| EXERCISE GOAL |
Only the lines from the one with "Check that every instance of the pair" onward are wanted, through the last line of the entries, set down exactly.

| GIVEN RECORDS |
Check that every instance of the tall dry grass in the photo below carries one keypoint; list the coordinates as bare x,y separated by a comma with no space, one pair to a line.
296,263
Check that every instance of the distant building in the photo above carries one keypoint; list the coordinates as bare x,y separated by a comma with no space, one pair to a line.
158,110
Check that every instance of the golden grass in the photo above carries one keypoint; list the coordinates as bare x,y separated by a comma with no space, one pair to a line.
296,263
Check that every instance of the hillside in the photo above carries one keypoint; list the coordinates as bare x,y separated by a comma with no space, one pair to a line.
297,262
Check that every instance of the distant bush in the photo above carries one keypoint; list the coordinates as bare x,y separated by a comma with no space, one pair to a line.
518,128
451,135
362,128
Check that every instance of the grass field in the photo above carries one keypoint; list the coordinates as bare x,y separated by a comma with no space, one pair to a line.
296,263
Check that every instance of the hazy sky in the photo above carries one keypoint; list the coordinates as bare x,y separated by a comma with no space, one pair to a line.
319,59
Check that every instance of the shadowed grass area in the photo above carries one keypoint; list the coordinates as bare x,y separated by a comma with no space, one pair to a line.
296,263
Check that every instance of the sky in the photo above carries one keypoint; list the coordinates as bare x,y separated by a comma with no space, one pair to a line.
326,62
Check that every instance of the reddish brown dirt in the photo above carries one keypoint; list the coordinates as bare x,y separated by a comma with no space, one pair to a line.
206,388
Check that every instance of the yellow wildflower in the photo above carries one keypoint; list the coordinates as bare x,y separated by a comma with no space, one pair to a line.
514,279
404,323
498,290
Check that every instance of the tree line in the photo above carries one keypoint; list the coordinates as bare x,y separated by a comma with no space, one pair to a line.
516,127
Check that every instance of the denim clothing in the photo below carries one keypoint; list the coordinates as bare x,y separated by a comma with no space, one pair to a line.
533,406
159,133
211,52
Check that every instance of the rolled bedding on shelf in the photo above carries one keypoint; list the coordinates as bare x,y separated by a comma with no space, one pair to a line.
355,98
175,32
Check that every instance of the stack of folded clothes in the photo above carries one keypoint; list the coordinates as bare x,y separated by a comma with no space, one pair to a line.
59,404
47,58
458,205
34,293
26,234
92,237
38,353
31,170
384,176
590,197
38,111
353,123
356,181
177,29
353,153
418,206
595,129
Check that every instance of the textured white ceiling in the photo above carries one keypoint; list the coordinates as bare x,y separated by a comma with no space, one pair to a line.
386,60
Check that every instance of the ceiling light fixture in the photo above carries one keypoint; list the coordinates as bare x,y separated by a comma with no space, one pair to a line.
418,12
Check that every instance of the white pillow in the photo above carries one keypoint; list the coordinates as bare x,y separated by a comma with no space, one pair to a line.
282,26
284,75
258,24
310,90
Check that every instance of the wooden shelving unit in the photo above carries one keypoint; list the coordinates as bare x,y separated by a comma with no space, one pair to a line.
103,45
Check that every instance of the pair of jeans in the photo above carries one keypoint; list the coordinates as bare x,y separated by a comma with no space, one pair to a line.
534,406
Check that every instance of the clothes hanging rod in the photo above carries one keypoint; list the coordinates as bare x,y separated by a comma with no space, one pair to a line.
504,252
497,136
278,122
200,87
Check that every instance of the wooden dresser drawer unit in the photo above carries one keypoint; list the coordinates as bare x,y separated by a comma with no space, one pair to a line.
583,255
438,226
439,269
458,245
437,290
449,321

| RESPONSE BELOW |
Check that every instance of the pair of jeans in the photo above carries one keypoint; list the coordinates as bare x,y separated by a comma with no space, one pair to a line.
534,406
Check that every instance of the clothes hanging rod in the photo above carries one keypoint; list the coordinates as bare x,y separated by a comma with no space, one pair to a line.
504,252
497,136
278,122
200,87
Check that every instance of the wooden dresser drawer unit in the photo above carries one keypoint; list the coordinates as bare x,y separated by a comma with no space, one pair to a line.
583,255
438,226
439,269
458,245
437,290
449,321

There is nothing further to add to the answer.